**Prompt:** Please put every line of the data below into a JSON list of strings, one string per line, and leave out any blank lines.

**Given records:**
··········

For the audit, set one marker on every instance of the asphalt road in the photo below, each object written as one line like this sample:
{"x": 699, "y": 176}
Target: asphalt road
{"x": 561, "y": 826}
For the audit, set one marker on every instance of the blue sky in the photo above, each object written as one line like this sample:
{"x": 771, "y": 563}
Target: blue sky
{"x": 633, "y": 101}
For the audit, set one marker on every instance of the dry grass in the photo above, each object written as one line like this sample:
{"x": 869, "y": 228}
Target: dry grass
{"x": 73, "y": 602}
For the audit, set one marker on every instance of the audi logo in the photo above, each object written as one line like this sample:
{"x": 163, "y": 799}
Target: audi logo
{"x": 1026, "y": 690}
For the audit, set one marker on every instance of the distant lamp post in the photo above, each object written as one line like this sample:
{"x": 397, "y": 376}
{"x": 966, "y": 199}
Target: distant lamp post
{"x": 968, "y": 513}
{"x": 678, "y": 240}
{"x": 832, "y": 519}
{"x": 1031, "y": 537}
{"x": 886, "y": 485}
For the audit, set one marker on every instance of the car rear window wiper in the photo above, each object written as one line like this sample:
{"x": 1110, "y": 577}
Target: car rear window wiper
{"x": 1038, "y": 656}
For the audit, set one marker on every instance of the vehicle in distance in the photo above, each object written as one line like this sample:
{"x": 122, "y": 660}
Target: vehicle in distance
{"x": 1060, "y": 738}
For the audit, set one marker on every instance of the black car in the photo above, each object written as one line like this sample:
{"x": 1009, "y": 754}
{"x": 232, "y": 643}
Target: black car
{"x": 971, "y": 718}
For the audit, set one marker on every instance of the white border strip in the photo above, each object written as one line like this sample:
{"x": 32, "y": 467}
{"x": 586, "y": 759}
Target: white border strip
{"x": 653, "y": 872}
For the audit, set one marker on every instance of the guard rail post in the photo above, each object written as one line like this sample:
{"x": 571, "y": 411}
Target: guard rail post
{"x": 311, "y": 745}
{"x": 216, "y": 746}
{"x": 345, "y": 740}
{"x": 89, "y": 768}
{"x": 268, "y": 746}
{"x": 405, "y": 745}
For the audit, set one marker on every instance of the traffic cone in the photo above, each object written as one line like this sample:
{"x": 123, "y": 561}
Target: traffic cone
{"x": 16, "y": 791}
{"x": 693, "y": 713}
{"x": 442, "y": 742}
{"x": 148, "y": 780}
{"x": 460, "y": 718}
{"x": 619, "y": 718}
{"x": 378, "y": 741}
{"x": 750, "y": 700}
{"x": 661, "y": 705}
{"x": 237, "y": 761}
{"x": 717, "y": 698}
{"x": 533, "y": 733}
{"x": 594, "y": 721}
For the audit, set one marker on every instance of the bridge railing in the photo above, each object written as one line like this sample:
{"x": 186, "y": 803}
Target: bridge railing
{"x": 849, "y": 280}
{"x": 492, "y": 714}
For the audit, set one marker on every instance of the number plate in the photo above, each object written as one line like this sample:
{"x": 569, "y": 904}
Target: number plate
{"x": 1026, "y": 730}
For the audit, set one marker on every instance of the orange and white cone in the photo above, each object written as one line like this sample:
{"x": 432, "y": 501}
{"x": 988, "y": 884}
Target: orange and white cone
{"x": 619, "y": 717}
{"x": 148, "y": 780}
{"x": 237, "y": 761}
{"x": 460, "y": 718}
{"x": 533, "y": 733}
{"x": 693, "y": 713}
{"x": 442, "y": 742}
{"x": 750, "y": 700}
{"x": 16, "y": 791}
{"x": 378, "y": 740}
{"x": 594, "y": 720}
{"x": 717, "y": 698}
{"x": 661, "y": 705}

··········

**Task output:**
[
  "For the audit, set one marker on every instance of the asphalt road in the photo below, each object written as one line like this sample:",
  "{\"x\": 699, \"y\": 176}",
  "Target: asphalt road",
  "{\"x\": 561, \"y\": 826}",
  "For the audit, set one marker on every instance of the blue sky in the photo above, each object written as one line like this sample:",
  "{\"x\": 771, \"y\": 563}",
  "Target: blue sky",
  "{\"x\": 633, \"y\": 101}",
  "For the audit, set one marker on every instance of the dry grass in the photo above, each object written as one line like this sample:",
  "{\"x\": 869, \"y\": 228}",
  "Target: dry grass",
  "{\"x\": 73, \"y\": 602}",
  "For the audit, set one marker on every instance of the audi logo in the photo above, each object written as one line like this sample:",
  "{\"x\": 163, \"y\": 799}",
  "Target: audi logo",
  "{\"x\": 1026, \"y\": 690}",
  "For the audit, set one marker on every instance of the distant lamp post in the photo above, each object written as one line like this sample:",
  "{\"x\": 397, \"y\": 376}",
  "{\"x\": 966, \"y\": 199}",
  "Target: distant lamp post",
  "{\"x\": 968, \"y\": 513}",
  "{\"x\": 678, \"y\": 240}",
  "{\"x\": 832, \"y\": 519}",
  "{\"x\": 1031, \"y\": 537}",
  "{\"x\": 886, \"y\": 485}",
  "For the audit, set one marker on every instance of the car rear window wiper in the photo above, each object written as one line like this sample:",
  "{\"x\": 1110, \"y\": 577}",
  "Target: car rear window wiper",
  "{\"x\": 1038, \"y\": 656}",
  "For the audit, set one marker on every instance of the vehicle in distance in the photo above, each object written as one line like this sample:",
  "{\"x\": 122, \"y\": 660}",
  "Target: vehicle in distance",
  "{\"x\": 1060, \"y\": 738}",
  "For the audit, set one marker on every instance of the black car in the photo above, each object written as one line like this sample:",
  "{\"x\": 1009, \"y\": 754}",
  "{\"x\": 232, \"y\": 643}",
  "Target: black car",
  "{\"x\": 971, \"y\": 718}",
  "For the audit, set one marker on every instance of the white border strip in the photo above, each object written as one line like this sample:",
  "{\"x\": 32, \"y\": 467}",
  "{\"x\": 586, \"y\": 759}",
  "Target: white border strip",
  "{\"x\": 653, \"y\": 872}",
  "For the audit, set one marker on every instance of the guard rail post in the photo above, each object written as one line like this sample:",
  "{\"x\": 571, \"y\": 411}",
  "Target: guard rail post",
  "{\"x\": 311, \"y\": 745}",
  "{\"x\": 216, \"y\": 746}",
  "{\"x\": 345, \"y\": 740}",
  "{\"x\": 89, \"y\": 768}",
  "{\"x\": 268, \"y\": 746}",
  "{\"x\": 405, \"y\": 745}",
  "For the audit, set one marker on every instance of the traffic cone in the photo above, each object written as one line like this sample:",
  "{\"x\": 123, \"y\": 561}",
  "Target: traffic cone",
  "{\"x\": 16, \"y\": 791}",
  "{\"x\": 693, \"y\": 713}",
  "{\"x\": 442, \"y\": 742}",
  "{\"x\": 148, \"y\": 780}",
  "{\"x\": 460, \"y\": 718}",
  "{\"x\": 619, \"y\": 718}",
  "{\"x\": 378, \"y\": 741}",
  "{\"x\": 750, \"y\": 700}",
  "{\"x\": 661, \"y\": 705}",
  "{\"x\": 237, \"y\": 761}",
  "{\"x\": 717, \"y\": 698}",
  "{\"x\": 533, \"y\": 733}",
  "{\"x\": 594, \"y\": 721}",
  "For the audit, set one marker on every instance of the bridge railing in the photo above, each object written as one line like this sample:",
  "{\"x\": 186, \"y\": 803}",
  "Target: bridge railing",
  "{\"x\": 849, \"y\": 280}",
  "{\"x\": 492, \"y\": 714}",
  "For the audit, set one marker on every instance of the number plate in the photo above, each object written as one line like this sample:",
  "{\"x\": 569, \"y\": 904}",
  "Target: number plate",
  "{\"x\": 1026, \"y\": 730}",
  "For the audit, set one marker on every instance of the orange and white cone in the photo above, each object written as one line like this sample:",
  "{\"x\": 432, \"y\": 501}",
  "{\"x\": 988, \"y\": 884}",
  "Target: orange and white cone",
  "{\"x\": 619, \"y\": 717}",
  "{\"x\": 148, \"y\": 780}",
  "{\"x\": 237, \"y\": 761}",
  "{\"x\": 460, \"y\": 718}",
  "{\"x\": 533, \"y\": 733}",
  "{\"x\": 693, \"y\": 713}",
  "{\"x\": 442, \"y\": 742}",
  "{\"x\": 750, \"y\": 700}",
  "{\"x\": 16, \"y\": 791}",
  "{\"x\": 378, \"y\": 740}",
  "{\"x\": 594, \"y\": 720}",
  "{\"x\": 717, \"y\": 698}",
  "{\"x\": 661, \"y\": 705}"
]